● **Trecho**:
┄┄┄┄┄┄┄┄┄┄┄┄┄┄┄┄┄┄┄┄

Cinema. O Sacrifício de Um Cervo Sagrado

Quando vemos Steven Murphy (Colin Farrell) caminhar pelo corredor do hospital em que trabalha como cirurgião cardiovascular, vemos o homem perfeito. 

Em casa, à mesa de jantar, tudo na sua mulher, Anna (Nicole Kidman), oftalmologista, e os filhos – Bob, de 12 anos (Sunny Suljic), e Kim, de 14 (Raffey Cassidy) – vem apenas ajudar a compor, no previsível quadro da família perfeita, aquela imagem com que Yorgos Lanthimos nos apresentara o chefe da família ideal (que se supõe) americana no centro de “O Sacrifício de Um Cervo Sagrado”.

Ponto de partida para se estranhar num filme do realizador de “A Lagosta” (2015), mesmo com todo o desconforto causado pela aparente disfunção relacional entre os personagens, de alguma forma sempre alheados emocionalmente – como já em “Dogtooth” (2009). Ou talvez não. Porque o imaculado – bem nos vem mostrando o cinema grego contemporâneo – jamais será real. Numa história contada por Lanthimos, provável é que seja já predição para o final mais trágico.

┄┄┄┄┄┄┄┄┄┄┄┄┄┄┄┄┄┄┄┄

● **O que fazer**:
(a) Na crítica do filme, qual é a profissão de Anna?
(b) Escreva a continuação da crítica do filme, começando logo depois da última frase mostrada.
As linhas que vêm depois da crítica do filme são um material separado dela.

● **Dados fornecidos**:
┄┄┄┄┄┄┄┄┄┄┄┄┄┄┄┄┄┄┄┄

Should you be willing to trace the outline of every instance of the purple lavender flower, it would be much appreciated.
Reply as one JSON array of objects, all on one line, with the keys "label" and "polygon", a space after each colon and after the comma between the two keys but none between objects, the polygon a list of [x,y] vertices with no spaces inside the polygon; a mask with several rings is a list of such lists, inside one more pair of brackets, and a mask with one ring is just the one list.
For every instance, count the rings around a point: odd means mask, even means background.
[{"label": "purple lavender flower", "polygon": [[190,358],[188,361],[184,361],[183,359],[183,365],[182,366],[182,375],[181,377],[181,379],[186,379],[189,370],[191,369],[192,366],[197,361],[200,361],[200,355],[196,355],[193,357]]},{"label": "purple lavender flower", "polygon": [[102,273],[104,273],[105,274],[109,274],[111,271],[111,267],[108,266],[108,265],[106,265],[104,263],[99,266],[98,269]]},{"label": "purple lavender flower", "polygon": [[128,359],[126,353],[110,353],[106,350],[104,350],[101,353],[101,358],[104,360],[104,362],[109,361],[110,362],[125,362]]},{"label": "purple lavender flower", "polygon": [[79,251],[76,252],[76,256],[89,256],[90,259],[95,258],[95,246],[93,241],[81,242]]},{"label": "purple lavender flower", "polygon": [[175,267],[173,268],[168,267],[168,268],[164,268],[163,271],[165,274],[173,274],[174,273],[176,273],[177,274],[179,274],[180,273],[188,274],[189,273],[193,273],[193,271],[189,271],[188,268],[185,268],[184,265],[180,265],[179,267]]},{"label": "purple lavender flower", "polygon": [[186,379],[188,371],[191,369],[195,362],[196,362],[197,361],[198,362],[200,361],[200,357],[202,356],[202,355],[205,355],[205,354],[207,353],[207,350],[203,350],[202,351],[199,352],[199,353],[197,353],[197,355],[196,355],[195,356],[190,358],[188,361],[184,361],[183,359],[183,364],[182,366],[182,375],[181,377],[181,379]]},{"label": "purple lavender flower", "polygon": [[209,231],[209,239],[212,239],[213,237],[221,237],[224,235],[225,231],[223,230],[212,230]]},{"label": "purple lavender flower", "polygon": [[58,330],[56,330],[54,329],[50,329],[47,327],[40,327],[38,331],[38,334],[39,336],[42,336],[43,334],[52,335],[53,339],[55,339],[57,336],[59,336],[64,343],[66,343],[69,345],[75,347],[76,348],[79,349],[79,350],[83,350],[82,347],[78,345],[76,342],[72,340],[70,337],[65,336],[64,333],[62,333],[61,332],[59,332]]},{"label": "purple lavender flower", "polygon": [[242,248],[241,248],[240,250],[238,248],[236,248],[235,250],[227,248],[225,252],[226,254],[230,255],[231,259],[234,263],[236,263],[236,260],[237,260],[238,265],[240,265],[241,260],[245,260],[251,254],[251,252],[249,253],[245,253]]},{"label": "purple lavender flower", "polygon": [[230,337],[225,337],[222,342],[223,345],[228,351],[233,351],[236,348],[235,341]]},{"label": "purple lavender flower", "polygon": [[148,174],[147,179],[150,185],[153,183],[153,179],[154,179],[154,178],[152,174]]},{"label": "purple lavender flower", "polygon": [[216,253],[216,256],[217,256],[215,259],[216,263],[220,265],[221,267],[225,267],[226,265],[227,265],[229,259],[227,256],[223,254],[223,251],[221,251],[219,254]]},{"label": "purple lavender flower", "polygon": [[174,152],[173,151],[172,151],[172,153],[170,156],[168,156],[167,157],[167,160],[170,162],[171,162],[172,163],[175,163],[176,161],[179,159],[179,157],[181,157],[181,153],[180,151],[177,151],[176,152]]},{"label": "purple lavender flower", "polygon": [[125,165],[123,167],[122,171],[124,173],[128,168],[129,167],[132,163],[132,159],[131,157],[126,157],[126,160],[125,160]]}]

┄┄┄┄┄┄┄┄┄┄┄┄┄┄┄┄┄┄┄┄

● **Respostas por tarefa**:
(a) Anna é oftalmologista.

(b)
E não era preciso que apareça Martin (Barry Keoghan), um estranho adolescente que com a conivência de Steven se vai aproximando da sua família, para o adivinharmos, já no início tínhamos visto um coração num peito aberto num teatro de operações, num quadro que é assunto mas também metáfora para um filme em que Yorgos Lanthimos resolve voltar a olhar para a família. À sua maneira, claro.